=== Énoncé ===
Écrivez, s'il vous plaît, la suite de la présentation du film ci-dessous, à partir de sa dernière phrase.

=== Extrait choisi ===
Prix et récompenses : Prix Felix de l'Académie européenne pour la musique, 1988
Prix de la meilleure image, Union des cinéastes de l'URSS, 1988
Synopsis
Un village perdu au fond du désert asiatique . Dima, un jeune médecin a quitté sa ville natale, rompu avec son passé, pour s’installer là. Il vit seul, dans la précarité matérielle : il soigne les bébés et tente d’initier les mères à des principes élémentaires d’hygiène. Mais désabusé, il fait son travail avec une certaine désinvolture : il consacre son temps à écrire, sur une vieille machine, une étude sur les enfants hypertoniques, constamment interrompu par la sonnerie du téléphone…Des personnages passent dans sa vie : un vieil ami son patient, fonctionnaire en retraite, son ami Sacha, déraciné lui aussi, fils adoptif de parents allemands, mais originaire de ce village du désert où il a installé un bel appartement. Il s’étonne de la vocation de Dima qui n’a ni passé ni avenir en cet endroit. La sœur de ce dernier apparaît soudain et disparaît de même. C’est alors qu’a lieu l’éclipse, et que Dima découvre un enfant réfugié devant sa porte, qui lui demande de le recueillir : Dima le lave, le nourrit, l’héberge. L’enfant-prophète disparaît à son tour, à peine apparu, mystérieusement enlevé par un « père » venu le réclamer et à qui il échappe : il s’envole. Le vieux patient se suicide : il parle à Dima à la morgue. Le jeune homme s’enfuit chez Sacha. Après un long entretien dans lequel apparaît un vieux professeur d’histoire, détenteur de la mémoire de ce pays, Sacha décide de partir : douloureuse séparation. Dima reste seul.

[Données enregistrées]
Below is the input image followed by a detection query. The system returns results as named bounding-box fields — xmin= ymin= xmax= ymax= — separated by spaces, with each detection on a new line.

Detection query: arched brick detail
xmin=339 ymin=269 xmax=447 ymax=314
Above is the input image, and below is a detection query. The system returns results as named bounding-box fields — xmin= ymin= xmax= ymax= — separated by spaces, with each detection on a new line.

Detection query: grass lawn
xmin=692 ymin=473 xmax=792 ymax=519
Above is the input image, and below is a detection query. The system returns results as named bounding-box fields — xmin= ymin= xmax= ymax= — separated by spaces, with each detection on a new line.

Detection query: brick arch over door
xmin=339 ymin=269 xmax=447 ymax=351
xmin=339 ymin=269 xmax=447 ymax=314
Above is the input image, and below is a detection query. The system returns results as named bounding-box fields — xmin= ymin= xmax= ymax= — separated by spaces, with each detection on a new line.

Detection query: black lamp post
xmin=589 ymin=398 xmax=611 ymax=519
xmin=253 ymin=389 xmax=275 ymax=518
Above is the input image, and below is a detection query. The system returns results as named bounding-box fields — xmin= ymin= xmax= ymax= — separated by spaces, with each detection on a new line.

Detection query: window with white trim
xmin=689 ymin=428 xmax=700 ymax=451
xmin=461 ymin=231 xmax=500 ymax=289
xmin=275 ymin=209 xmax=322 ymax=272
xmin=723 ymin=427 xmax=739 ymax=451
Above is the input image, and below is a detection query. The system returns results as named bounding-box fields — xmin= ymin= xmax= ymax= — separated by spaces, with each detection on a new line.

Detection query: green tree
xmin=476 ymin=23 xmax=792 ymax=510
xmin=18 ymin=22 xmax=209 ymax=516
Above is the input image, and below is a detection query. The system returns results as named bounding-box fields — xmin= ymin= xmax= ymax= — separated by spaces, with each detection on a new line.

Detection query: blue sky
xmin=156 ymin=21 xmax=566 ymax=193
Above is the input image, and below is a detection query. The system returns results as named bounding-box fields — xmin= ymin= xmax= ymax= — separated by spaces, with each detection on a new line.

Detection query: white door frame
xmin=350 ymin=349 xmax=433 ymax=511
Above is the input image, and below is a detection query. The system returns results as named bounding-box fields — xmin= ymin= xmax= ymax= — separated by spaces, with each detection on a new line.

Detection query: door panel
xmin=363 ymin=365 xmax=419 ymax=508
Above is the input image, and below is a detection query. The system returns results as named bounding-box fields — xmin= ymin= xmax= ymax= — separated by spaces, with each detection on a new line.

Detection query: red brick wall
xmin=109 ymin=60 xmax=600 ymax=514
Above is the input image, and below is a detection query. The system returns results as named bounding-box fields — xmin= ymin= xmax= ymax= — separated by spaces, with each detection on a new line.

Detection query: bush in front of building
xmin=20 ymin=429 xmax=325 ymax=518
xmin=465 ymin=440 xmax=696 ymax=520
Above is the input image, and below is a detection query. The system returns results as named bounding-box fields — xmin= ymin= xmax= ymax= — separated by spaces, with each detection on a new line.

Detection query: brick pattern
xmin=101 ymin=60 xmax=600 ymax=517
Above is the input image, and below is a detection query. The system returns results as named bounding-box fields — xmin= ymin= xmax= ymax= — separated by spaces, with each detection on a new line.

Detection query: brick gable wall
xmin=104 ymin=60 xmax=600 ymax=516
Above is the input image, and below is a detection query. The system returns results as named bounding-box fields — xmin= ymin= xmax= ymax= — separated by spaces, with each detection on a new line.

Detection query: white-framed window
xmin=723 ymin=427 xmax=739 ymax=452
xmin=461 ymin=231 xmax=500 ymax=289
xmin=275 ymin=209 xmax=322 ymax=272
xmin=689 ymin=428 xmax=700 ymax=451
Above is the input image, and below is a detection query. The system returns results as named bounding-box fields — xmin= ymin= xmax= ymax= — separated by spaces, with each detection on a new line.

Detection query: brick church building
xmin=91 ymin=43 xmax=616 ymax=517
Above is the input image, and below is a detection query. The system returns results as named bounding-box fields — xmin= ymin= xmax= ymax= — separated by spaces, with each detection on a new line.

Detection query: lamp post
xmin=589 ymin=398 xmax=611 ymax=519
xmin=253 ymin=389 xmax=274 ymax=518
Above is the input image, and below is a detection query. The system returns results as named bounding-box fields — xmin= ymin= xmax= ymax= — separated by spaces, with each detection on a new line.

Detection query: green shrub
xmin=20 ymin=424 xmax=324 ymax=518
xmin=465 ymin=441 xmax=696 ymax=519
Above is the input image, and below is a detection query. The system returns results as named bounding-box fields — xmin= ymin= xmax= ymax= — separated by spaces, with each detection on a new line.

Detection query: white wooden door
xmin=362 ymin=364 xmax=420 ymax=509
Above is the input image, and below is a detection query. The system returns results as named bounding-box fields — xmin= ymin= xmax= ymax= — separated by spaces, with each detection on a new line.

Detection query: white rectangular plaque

=== Résultat attendu ===
Youri Arabov a écrit le scénario du film, inspiré du roman des frères Strougaski Un milliard d’années avant la fin du monde. Cependant il ne s’agit pas d’un film de science-fiction, mais d’une fresque mythique et mystique. Les paysages désertiques et majestueux d’Asie centrale évoquent les origines du monde, et les résidus du progrès industriel en font une immense décharge. Les enfants y mangent des épingles qui ne les tuent pas (est-ce une auto-immunisation contre la pollution moderne ?), la chaleur engendre d’étranges crises de désespoir, mais aussi assure une mystérieuse entente entre les êtres et les reptiles : le médecin ressemble au crocodile avec qui il parle, et vit près d’un python qui s’échappe de sa cage (on pense ici aux attractions d’Eisenstein, dont Sokourov se réclame). Dima d’ailleurs est une sorte de premier homme, d’Adam à l’énergie féline, qui bondit avec la souplesse d’un jeune fauve, mais aussi de dernier survivant d’un monde en ruines : il est parfois prostré à terre comme un vaincu. La métaphore du cercle est récurrente . Sacha, affirme qu’aucune séparation n’est définitive puisque la terre est ronde. Le cadavre de la morgue dit à Dima : « A chacun est dévolu un cercle dont on ne peut sortir : si vous tentez d’en sortir par la raison, quelles forces réveillez-vous contre vous ? » Les splendides images sur-naturelles en couleurs ou monochromes, la lenteur des plans ou le montage heurté créent une atmosphère hallucinatoire . Le travail d’écrivain de Dima, œuvre scientifique qui a pour objet l’enfance, jamais achevée, brûlée par son auteur, et toujours recommencée, est le gage de cette foi sans illusions de l’homme en la vie.